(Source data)
═══
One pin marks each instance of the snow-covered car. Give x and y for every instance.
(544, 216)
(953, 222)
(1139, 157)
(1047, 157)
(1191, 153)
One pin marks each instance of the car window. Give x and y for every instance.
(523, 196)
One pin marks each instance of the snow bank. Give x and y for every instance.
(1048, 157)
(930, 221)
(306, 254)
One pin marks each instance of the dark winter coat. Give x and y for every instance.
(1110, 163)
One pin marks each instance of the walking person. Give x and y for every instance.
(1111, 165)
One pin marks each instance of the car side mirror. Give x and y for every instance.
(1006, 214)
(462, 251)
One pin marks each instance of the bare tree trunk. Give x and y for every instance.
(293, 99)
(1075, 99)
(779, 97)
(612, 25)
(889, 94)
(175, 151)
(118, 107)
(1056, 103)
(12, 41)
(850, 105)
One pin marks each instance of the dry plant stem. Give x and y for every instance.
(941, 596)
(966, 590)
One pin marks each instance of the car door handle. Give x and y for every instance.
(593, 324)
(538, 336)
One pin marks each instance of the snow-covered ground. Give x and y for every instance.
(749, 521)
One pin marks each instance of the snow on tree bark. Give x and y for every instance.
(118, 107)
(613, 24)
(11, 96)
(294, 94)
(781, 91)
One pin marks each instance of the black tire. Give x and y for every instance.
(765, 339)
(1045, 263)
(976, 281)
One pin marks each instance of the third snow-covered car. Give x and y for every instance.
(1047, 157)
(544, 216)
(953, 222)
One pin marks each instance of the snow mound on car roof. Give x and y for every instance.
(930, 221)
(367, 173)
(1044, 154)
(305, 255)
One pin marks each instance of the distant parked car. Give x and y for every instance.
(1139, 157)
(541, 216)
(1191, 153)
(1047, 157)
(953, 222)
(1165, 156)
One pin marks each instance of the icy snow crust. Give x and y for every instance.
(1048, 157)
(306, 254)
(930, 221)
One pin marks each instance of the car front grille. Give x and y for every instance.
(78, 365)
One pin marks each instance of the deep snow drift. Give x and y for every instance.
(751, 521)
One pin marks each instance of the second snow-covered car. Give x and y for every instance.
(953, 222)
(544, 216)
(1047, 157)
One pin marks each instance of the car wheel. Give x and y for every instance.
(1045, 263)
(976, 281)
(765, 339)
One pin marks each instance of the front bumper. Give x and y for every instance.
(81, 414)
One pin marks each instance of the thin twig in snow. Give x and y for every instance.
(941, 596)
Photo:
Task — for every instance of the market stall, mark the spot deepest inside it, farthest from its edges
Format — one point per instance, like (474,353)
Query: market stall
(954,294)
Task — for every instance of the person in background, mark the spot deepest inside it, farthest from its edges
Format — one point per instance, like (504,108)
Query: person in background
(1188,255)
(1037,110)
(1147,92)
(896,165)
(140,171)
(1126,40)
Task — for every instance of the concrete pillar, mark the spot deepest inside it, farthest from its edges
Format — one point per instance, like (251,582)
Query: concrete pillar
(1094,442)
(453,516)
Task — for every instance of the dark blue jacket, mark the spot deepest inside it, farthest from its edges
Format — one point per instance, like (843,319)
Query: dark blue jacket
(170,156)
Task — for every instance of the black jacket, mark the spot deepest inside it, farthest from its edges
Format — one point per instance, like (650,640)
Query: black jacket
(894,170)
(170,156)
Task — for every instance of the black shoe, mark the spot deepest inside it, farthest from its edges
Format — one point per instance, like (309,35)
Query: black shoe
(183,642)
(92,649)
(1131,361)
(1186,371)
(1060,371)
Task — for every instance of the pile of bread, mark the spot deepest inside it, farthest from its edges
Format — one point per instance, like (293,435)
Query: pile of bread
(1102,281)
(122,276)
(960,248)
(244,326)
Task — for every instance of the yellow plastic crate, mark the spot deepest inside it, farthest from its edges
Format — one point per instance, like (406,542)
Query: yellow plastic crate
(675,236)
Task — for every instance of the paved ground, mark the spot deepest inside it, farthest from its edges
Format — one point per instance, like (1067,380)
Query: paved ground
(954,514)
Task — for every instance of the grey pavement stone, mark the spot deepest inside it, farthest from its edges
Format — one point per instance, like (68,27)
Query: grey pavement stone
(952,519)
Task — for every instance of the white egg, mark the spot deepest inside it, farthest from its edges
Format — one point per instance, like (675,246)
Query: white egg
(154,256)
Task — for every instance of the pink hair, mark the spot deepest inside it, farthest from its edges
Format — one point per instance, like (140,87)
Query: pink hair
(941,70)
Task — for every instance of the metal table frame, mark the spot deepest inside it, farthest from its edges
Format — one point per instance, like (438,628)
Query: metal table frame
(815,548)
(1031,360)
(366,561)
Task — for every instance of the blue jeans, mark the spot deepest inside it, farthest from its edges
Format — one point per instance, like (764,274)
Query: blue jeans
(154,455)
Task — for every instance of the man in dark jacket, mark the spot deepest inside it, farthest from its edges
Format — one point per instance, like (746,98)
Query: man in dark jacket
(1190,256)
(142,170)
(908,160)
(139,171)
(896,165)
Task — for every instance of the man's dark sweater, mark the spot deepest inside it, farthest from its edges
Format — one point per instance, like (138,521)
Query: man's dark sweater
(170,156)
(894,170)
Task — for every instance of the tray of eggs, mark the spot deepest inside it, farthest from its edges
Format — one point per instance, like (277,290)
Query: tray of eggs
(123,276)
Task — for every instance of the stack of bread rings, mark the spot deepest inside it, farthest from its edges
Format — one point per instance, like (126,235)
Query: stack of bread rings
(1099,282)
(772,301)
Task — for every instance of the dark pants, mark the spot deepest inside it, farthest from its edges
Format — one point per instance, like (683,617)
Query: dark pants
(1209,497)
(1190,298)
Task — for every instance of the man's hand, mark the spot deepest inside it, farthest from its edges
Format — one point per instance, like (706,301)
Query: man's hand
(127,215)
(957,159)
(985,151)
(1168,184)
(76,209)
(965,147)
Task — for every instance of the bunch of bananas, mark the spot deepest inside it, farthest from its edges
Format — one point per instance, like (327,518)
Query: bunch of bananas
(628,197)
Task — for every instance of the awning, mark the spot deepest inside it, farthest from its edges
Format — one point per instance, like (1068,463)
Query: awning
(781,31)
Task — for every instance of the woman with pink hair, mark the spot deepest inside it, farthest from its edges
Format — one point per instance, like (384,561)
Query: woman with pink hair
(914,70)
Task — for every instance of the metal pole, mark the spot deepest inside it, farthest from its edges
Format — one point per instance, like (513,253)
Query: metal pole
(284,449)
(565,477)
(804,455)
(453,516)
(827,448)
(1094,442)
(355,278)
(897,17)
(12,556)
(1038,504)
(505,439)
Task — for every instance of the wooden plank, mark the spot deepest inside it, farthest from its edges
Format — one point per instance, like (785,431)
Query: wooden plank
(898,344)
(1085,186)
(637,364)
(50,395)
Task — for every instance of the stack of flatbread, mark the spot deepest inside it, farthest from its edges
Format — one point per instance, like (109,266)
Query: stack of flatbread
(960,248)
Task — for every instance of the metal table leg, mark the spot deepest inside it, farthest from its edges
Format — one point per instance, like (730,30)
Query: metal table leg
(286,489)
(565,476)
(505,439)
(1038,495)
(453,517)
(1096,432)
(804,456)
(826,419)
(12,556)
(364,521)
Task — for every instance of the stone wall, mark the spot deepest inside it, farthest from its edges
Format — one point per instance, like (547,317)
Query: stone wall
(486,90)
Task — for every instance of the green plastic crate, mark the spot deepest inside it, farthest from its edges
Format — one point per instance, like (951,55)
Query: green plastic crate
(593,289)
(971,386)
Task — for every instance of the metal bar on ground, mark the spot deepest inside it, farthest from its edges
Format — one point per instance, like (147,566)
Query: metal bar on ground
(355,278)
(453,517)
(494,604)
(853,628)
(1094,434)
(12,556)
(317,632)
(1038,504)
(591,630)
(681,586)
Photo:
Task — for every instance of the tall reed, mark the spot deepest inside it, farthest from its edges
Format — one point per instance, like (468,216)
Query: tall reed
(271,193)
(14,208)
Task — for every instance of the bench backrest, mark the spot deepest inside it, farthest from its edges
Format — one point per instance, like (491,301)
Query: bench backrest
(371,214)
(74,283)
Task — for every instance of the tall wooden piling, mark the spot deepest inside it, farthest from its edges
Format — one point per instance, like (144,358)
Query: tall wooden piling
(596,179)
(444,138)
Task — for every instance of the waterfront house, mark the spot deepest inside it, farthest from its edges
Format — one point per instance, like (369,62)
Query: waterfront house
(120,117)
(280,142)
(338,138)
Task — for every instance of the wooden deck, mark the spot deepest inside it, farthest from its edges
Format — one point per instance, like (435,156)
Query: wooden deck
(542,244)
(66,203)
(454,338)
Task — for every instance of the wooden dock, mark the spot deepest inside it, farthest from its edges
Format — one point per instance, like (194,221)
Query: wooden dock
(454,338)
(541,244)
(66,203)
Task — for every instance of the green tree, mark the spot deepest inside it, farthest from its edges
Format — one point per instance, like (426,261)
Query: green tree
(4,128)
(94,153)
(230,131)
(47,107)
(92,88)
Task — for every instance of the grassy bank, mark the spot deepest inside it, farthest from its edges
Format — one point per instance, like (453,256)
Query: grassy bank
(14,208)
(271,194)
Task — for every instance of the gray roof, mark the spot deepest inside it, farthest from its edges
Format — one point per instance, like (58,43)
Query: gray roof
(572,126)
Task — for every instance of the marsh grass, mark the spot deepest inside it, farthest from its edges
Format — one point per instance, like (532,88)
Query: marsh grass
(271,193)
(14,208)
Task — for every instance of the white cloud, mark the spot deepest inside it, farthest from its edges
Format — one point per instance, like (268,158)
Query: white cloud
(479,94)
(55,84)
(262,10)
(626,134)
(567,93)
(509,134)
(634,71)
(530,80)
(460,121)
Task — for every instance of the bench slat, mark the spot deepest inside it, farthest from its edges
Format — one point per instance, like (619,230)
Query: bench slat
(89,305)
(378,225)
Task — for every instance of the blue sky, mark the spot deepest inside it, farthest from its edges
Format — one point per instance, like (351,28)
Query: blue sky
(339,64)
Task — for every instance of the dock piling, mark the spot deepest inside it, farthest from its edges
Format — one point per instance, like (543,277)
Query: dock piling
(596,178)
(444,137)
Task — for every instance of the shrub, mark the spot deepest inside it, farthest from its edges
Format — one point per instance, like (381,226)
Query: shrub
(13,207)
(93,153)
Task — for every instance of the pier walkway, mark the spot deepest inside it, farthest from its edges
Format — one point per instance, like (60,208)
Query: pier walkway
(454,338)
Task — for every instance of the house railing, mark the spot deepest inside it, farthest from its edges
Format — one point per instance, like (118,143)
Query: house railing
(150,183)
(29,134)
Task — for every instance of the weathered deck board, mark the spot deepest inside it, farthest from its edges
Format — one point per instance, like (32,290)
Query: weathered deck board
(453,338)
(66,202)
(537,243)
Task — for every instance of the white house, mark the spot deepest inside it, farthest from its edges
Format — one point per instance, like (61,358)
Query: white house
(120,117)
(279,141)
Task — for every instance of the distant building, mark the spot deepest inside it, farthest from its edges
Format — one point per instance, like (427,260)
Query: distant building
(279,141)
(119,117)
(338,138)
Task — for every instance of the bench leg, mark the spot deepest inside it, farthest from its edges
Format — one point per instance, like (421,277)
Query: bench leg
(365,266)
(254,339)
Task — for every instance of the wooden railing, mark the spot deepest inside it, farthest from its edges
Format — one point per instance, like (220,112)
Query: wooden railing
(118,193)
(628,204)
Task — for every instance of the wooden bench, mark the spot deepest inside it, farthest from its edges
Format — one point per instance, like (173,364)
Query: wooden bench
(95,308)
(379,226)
═══
Aim of the task: All that is wanted is an exact copy of the lines above from the one with "Format — one point per instance, like (384,561)" through the one with "Format — one point per instance, like (513,253)", with both ends included.

Reply:
Format — one point per instance, like (384,561)
Query: woman with pink hair
(914,70)
Task — for every instance of the metal pole, mark the spot deepest inside it, farthest from its edges
Format — one point per instance, like (513,253)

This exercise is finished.